> [Ziele]:
1. Welchen Titel trug laut dem Text über die PETA-Kampagne die Plakataktion, die PETA 2004 startete?
2. Gib aus dem Text über die PETA-Kampagne den Abschnitt wortgetreu wieder, beginnend bei „Tierschützer haben kein“ und endend bei „Gerichtshof für Menschenrechte.“.
3. Schreib den Text über die PETA-Kampagne nach seinem letzten Satz weiter.

> [Vorliegender Text]:
--------

08 November 2012

In Deutschland darf man Holocaust-Missbrauch verbieten – woanders nicht?

Tierschützer haben kein Recht darauf, den Holocaust für ihre Kampagnen einzuspannen. so hatten es die deutschen Instanzgerichte gesehen, so hat es das Bundesverfassungsgericht gesehen, und so sieht es in seiner heutigen Entscheidung auch der Europäische Gerichtshof für Menschenrechte.

So sehr ich sonst für eine weite Auslegung des Grundrechts auf Meinungsfreiheit bin – diese Rechtsprechung geht für mich völlig in Ordnung, im Ergebnis jedenfalls.

Geklagt hatte die Tierschutzorganisation PETA, bekannt für und wegen ihrer hach so tabulosen Aktionen gegen Pelze wie zum Beispiel dieser hier:

2004 hatte PETA die glänzende Idee, eine Plakataktion unter dem Titel “The Holocaust on your Plate” zu starten: Bilder von skelettartig abgemagerten KZ-Häftlingen neben solchen von entsprechend mageren Kühen unter der Überschrift “Walking Skeletons” zum Beispiel. Oder Leichenberge neben Stapeln geschlachteter Schweine unter der Überschrift “Final Humiliation”.

--------

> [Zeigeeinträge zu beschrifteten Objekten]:
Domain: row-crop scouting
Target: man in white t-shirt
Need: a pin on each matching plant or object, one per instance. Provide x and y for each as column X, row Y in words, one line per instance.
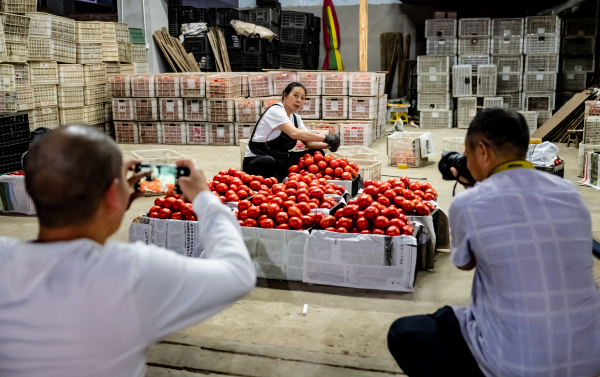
column 535, row 307
column 74, row 304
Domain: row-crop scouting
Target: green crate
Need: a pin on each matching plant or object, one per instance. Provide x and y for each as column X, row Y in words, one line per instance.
column 136, row 35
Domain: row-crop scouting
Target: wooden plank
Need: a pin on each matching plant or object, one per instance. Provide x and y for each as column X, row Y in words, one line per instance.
column 363, row 35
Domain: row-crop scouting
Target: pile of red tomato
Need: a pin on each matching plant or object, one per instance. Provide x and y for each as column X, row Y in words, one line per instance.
column 328, row 167
column 172, row 207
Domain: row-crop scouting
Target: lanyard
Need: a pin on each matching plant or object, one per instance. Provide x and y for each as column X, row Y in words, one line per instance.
column 509, row 165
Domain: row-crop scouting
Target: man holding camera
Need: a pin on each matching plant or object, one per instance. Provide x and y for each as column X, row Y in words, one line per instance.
column 74, row 304
column 535, row 307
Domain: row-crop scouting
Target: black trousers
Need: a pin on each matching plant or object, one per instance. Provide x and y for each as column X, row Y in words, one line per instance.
column 267, row 166
column 431, row 345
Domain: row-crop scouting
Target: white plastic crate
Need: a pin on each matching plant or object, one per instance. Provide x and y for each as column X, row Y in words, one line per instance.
column 127, row 133
column 474, row 46
column 70, row 115
column 197, row 133
column 312, row 81
column 70, row 75
column 453, row 144
column 94, row 74
column 442, row 46
column 120, row 85
column 506, row 46
column 538, row 101
column 22, row 74
column 531, row 119
column 248, row 109
column 405, row 148
column 70, row 96
column 461, row 81
column 508, row 27
column 434, row 64
column 434, row 83
column 436, row 119
column 509, row 83
column 260, row 84
column 335, row 83
column 363, row 84
column 223, row 86
column 221, row 133
column 468, row 27
column 362, row 108
column 583, row 45
column 167, row 85
column 335, row 107
column 542, row 25
column 577, row 64
column 474, row 61
column 193, row 85
column 437, row 28
column 146, row 109
column 539, row 82
column 143, row 85
column 174, row 133
column 355, row 134
column 281, row 79
column 311, row 108
column 94, row 114
column 466, row 110
column 151, row 133
column 123, row 109
column 43, row 73
column 243, row 131
column 171, row 109
column 434, row 101
column 548, row 44
column 45, row 95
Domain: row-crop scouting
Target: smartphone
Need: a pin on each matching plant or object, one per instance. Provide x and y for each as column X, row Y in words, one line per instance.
column 163, row 178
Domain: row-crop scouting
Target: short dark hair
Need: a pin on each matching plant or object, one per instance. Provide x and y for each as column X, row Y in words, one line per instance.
column 68, row 171
column 505, row 130
column 288, row 89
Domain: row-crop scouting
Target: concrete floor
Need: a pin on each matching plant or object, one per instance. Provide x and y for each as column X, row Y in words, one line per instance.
column 344, row 332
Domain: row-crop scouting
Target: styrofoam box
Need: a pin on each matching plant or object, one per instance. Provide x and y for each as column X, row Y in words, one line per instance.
column 146, row 109
column 195, row 109
column 362, row 108
column 248, row 109
column 335, row 107
column 171, row 109
column 311, row 108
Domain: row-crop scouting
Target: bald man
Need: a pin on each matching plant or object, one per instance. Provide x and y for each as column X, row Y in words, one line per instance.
column 74, row 304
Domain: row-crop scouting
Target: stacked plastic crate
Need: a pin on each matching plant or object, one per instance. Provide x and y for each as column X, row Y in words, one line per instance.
column 541, row 48
column 577, row 58
column 433, row 79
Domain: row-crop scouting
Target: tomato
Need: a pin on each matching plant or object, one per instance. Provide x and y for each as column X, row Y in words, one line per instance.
column 267, row 223
column 422, row 209
column 165, row 213
column 381, row 222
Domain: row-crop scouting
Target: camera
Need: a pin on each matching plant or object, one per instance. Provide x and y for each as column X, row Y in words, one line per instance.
column 454, row 160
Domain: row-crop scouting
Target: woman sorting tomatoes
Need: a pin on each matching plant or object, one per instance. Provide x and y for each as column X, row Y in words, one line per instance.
column 277, row 132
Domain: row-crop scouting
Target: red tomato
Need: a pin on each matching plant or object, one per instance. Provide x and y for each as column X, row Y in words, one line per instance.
column 165, row 213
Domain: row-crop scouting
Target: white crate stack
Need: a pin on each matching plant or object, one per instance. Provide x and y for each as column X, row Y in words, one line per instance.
column 541, row 49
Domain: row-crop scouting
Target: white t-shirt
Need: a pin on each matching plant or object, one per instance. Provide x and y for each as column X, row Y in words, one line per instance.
column 535, row 307
column 79, row 308
column 274, row 117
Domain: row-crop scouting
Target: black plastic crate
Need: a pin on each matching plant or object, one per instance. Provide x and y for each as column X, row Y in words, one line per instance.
column 296, row 20
column 197, row 44
column 293, row 35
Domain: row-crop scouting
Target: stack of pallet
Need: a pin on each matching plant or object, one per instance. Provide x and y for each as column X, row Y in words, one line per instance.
column 433, row 80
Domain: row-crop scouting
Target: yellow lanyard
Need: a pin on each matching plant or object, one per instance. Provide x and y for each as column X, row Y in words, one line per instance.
column 516, row 164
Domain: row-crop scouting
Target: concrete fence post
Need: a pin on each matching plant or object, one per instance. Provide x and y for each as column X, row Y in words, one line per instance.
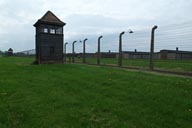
column 98, row 50
column 120, row 50
column 84, row 57
column 73, row 52
column 151, row 66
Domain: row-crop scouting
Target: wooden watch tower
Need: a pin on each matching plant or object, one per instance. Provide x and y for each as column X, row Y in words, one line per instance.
column 49, row 39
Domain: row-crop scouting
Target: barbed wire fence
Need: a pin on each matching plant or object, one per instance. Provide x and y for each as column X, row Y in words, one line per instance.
column 172, row 46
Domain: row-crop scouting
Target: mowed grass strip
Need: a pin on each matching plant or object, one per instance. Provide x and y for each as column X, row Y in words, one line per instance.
column 171, row 65
column 72, row 95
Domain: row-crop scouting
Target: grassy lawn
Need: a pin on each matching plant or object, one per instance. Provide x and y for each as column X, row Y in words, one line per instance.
column 173, row 65
column 73, row 96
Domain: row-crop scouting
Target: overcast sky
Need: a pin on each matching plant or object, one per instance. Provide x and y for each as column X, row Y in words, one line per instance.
column 86, row 18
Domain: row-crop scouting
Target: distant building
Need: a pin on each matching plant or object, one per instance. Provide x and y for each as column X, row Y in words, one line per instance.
column 10, row 52
column 49, row 39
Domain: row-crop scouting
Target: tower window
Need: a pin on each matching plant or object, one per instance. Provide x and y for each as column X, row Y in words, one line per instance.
column 59, row 31
column 45, row 30
column 52, row 50
column 52, row 31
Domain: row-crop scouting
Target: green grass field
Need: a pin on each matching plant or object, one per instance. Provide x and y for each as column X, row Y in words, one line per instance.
column 172, row 65
column 73, row 96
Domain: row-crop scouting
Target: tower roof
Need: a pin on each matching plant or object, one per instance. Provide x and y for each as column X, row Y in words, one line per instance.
column 49, row 18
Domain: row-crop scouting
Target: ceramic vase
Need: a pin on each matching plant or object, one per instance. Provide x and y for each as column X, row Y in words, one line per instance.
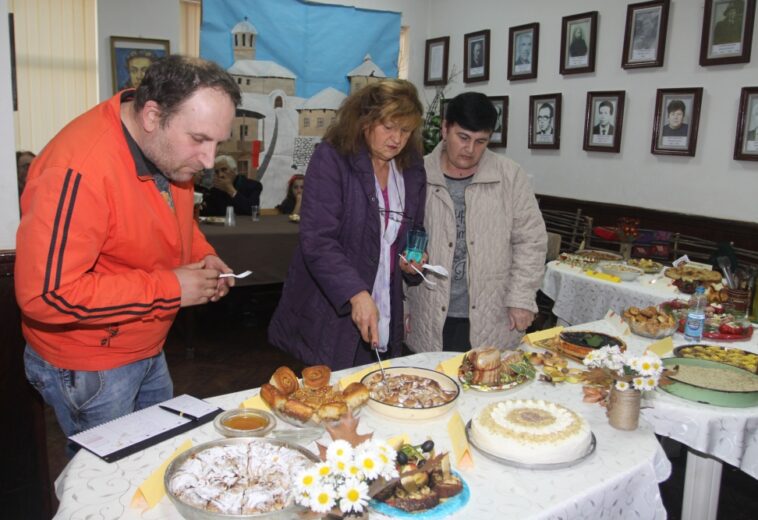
column 624, row 408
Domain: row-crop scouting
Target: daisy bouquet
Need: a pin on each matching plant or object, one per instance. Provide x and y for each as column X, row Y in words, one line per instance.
column 341, row 482
column 626, row 372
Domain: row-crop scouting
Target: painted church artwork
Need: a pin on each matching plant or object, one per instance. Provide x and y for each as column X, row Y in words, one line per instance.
column 274, row 131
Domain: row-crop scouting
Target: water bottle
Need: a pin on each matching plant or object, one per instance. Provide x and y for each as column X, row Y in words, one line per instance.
column 693, row 329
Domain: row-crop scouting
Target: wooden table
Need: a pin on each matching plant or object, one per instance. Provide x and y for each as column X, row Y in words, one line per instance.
column 264, row 247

--------

> [Gegebene Antworten]:
1. Die Plakataktion hieß „The Holocaust on your Plate“.

2.
Tierschützer haben kein Recht darauf, den Holocaust für ihre Kampagnen einzuspannen. so hatten es die deutschen Instanzgerichte gesehen, so hat es das Bundesverfassungsgericht gesehen, und so sieht es in seiner heutigen Entscheidung auch der Europäische Gerichtshof für Menschenrechte.

3.
Das ist niederträchtig. Aber warum genau, ist erst mal gar nicht so leicht zu greifen.

Die Aussage ist: Wenn ihr euch über KZs aufregt, dann müsst ihr euch auch über Legebatterien und Schlachthöfe aufregen. Das ist eigentlich nicht unbedingt eine Relativierung des Holocaust oder eine Herabwürdigung ihrer Opfer, schon gar nicht aus PETA-Sicht, die schließlich gerade keinen Unterschied gemacht sehen wollen zwischen der Menschen- und der Tierwürde. Das heißt nicht, Holocaust war nicht so schlimm, sondern Tierfabrik ist genauso schlimm.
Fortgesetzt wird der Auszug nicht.